● 引用文
***
鬼丸さんの家

Taketo Nishikubo / Niko Design Studio
9. 3月 2023
All photos by Neoplus Sixten Inc.
西側の接道から10m以上入り込んだ旗竿敷地だが、4mの竿部分に広く面して、且つ半分は自分の敷地。広く長いアプローチに対して、2つの半アーチが人を迎え入れるキャッチーな佇まいで、東や南には集合住宅が建つので、中庭と、西のアプローチに向かって開いている恰好だ。
2つのボリュームを渡り廊下のようなボリュームで接続した「コ」の字型平面。ヤマボウシが植わる中庭とピロティが連続した空間をもつ。
左右のボリュームそれぞれに玄関扉が付いているので、まず右の扉から中へ。
中は奥様のアトリエとなっていて “離れ” のような扱い。光量の少ない空間で創作活動に没頭できる。
奥の壁には施主とニコ設計のスタッフで和紙を貼って仕上げた。左奥からは2階に上がれるようだが、あとで紹介する。
一度ポーチへ戻って “母屋” へ。コンクリートのベンチが設えてあり、半屋外空間を楽しむことができる。
玄関から。先のアプローチや中庭の雰囲気がそのまま家の中に再現されたような空間。円弧を描く壁が向かい合い、先が見通せない廊下を生み出している。
奥へ進んで見返す。大木の間を抜けるイメージだそうだ。天井はラワン材をグリーンに染色した。
左はウォークインクローゼット、右が寝室、右手前が書斎となる。
寝室からは縁側を介して中庭を望むことができる。
壁の仕上げは砂入りAEP塗料。
書斎のさらに奥は水回り。
ニコ設計室の住宅では施主が選んだ壁紙がしばしば個性的な空間へと演出する。壁紙はテシード。
ほの暗い1階から階段室を見上げると、光が差し込んでいた。
2階LDK。明るい日差しはトップライトからだった。
***
● 設定課題 1
文字列「dark」を含む行の数を数え、その数だけを答えてください。
以下の行は引用文とは関係がありません。

(データセットの行)
***
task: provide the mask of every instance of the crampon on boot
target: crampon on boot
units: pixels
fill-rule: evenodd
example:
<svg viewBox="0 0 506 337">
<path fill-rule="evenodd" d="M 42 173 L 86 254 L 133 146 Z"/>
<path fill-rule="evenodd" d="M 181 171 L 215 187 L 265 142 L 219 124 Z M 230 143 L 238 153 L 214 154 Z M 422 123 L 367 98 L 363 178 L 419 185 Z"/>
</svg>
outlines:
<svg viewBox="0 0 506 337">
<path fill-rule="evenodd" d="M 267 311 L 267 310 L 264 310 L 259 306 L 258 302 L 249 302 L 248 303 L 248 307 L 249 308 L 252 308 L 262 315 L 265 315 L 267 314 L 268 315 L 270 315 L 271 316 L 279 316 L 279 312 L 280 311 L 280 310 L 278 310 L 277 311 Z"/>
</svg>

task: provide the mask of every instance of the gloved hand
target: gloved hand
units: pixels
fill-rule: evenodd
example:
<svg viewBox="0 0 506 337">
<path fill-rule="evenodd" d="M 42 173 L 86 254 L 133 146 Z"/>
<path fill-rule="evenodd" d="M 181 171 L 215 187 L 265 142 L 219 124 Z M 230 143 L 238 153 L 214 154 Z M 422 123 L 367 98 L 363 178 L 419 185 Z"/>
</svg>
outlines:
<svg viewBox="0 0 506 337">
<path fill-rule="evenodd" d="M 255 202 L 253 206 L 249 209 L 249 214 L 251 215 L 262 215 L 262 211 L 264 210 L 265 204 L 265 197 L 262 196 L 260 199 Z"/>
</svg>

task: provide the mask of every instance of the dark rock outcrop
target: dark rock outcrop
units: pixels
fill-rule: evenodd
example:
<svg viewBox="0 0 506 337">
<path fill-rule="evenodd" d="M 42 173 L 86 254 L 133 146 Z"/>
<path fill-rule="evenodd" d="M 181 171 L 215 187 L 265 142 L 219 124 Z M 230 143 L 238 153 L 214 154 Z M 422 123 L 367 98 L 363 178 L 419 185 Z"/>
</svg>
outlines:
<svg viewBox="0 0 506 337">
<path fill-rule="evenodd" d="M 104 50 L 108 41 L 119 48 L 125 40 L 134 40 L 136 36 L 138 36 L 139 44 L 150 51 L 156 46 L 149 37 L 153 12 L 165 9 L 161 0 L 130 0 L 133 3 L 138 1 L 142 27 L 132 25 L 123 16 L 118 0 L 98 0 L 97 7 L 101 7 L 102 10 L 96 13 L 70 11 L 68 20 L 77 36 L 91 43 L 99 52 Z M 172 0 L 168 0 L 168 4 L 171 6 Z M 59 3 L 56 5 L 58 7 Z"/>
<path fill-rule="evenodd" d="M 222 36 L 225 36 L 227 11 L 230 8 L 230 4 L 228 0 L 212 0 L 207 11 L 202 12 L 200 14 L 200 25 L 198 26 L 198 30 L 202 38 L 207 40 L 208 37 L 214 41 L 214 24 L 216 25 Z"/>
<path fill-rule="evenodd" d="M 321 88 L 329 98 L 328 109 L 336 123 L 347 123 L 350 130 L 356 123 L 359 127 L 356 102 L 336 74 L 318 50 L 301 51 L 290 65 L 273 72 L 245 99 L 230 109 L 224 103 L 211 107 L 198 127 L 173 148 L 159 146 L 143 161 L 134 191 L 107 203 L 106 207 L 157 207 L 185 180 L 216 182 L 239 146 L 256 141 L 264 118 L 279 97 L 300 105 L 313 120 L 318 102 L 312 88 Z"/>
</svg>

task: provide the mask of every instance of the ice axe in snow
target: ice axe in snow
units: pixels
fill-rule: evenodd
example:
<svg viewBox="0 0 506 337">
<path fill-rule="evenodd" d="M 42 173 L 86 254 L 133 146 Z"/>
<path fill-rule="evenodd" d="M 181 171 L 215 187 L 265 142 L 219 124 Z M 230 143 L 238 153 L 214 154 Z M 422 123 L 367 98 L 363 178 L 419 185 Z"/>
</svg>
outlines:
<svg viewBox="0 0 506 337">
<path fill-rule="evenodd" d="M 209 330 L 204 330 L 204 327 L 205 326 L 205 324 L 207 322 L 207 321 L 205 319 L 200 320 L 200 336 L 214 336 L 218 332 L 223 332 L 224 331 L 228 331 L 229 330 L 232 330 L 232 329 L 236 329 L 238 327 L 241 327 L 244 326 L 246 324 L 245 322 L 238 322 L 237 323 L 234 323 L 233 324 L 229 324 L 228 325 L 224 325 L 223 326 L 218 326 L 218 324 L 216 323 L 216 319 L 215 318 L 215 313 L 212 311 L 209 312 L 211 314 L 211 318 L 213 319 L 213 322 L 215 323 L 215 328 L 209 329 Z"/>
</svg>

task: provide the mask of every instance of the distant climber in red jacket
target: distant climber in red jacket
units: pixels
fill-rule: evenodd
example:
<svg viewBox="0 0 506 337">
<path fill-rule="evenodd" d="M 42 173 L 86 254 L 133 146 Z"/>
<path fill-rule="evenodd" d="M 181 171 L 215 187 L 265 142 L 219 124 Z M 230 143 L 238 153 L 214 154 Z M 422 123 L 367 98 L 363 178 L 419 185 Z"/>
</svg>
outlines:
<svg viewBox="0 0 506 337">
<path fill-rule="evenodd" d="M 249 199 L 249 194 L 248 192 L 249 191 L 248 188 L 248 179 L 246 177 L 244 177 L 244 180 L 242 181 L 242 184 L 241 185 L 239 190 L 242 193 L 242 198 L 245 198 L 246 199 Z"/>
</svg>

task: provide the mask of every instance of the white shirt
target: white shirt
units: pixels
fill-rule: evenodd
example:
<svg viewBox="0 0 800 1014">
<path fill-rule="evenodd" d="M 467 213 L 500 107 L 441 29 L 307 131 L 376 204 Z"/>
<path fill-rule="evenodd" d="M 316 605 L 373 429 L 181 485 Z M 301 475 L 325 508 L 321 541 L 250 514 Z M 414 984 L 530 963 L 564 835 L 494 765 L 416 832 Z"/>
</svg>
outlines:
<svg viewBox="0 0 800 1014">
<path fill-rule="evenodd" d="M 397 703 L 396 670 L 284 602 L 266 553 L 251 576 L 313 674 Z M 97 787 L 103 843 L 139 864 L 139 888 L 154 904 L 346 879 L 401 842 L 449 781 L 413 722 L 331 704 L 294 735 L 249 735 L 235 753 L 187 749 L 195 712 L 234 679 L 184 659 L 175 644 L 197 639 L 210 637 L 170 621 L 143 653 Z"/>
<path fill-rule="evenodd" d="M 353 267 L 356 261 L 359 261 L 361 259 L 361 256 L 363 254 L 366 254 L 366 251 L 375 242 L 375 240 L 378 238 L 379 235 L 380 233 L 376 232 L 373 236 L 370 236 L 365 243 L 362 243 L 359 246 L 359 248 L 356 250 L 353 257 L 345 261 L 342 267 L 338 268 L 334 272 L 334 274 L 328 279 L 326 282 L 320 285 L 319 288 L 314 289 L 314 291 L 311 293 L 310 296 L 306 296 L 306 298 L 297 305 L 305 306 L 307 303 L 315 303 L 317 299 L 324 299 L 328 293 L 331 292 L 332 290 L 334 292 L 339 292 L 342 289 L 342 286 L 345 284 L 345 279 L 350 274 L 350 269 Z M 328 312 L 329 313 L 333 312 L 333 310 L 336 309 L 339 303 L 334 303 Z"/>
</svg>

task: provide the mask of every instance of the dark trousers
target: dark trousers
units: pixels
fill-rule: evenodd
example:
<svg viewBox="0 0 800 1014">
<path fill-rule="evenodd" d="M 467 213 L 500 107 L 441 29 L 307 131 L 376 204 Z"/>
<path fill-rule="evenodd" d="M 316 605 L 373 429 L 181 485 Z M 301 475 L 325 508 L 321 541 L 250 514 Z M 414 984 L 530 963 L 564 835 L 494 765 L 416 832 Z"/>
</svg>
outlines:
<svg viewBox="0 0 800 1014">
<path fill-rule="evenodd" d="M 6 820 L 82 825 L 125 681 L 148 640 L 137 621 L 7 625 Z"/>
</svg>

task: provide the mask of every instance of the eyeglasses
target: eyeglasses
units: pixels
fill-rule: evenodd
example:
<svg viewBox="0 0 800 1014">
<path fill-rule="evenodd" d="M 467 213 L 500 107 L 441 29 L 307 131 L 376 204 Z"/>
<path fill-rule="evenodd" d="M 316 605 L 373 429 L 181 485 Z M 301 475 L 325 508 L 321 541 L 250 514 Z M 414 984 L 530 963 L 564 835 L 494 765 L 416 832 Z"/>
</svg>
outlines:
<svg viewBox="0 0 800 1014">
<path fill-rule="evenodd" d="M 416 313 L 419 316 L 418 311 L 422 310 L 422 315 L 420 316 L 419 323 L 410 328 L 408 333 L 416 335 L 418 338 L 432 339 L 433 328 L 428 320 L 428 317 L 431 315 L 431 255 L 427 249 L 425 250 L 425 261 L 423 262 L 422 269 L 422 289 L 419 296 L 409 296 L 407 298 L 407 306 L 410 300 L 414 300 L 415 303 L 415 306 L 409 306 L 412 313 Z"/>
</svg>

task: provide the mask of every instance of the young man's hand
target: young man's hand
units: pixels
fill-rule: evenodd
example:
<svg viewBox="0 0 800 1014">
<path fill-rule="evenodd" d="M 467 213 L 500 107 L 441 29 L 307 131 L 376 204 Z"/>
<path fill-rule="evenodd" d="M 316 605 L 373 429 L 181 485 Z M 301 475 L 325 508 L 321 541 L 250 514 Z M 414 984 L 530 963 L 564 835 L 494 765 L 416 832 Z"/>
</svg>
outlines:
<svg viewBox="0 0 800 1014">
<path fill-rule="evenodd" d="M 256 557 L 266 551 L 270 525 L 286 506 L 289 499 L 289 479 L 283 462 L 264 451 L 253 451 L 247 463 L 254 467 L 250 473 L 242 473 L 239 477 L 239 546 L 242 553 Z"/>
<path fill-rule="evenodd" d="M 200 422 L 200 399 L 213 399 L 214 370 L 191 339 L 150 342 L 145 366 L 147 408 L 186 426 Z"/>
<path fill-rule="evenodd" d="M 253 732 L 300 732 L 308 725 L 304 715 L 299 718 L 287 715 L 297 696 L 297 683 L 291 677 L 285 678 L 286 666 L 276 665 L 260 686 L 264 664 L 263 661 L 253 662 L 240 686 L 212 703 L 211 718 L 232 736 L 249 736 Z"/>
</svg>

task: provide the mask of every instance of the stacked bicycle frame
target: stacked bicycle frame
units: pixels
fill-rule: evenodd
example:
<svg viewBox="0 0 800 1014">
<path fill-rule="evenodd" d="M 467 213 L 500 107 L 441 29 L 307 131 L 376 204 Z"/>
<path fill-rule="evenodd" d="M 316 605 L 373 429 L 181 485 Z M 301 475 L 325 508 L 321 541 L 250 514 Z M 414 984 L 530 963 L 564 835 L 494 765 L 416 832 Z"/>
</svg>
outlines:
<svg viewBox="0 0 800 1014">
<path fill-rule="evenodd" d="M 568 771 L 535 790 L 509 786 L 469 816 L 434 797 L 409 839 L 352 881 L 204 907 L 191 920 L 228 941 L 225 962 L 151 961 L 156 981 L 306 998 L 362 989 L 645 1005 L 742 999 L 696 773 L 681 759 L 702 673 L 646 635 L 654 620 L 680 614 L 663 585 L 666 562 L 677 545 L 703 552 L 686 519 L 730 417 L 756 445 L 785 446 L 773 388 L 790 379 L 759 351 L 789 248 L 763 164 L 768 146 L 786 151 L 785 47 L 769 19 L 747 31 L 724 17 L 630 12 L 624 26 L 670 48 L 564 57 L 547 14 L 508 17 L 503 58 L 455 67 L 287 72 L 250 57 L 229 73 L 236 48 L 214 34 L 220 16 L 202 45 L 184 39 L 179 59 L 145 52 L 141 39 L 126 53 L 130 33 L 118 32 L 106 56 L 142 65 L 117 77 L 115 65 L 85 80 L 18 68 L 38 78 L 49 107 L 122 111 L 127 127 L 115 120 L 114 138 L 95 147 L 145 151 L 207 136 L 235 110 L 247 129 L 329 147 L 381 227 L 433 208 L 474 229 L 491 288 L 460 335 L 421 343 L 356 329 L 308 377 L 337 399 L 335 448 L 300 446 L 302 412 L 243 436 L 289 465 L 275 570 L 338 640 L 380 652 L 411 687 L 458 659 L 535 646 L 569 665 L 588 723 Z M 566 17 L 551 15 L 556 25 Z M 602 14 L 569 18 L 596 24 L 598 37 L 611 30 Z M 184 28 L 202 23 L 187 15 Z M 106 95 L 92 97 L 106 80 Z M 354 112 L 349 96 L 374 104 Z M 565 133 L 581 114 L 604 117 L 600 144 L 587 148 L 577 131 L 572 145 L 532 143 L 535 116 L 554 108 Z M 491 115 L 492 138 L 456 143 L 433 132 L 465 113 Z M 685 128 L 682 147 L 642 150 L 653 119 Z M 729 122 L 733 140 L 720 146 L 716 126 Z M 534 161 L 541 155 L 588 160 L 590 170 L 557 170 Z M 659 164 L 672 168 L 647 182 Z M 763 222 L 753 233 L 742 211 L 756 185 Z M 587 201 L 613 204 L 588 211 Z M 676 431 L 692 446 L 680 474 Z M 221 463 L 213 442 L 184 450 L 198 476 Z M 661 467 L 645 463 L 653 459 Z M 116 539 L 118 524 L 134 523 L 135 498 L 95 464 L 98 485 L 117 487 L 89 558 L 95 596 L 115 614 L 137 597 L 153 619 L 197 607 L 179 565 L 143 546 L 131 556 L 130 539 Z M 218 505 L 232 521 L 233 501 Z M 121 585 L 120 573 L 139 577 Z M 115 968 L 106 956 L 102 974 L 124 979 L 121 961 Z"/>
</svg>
***
● 設定課題 2
引用文にある一文「寝室からは縁側を介して中庭を望むことができる。」を英語に訳してください。

● 課題の解答 1
4

● 課題の解答 2
From the bedroom, one can look out onto the courtyard by way of the veranda.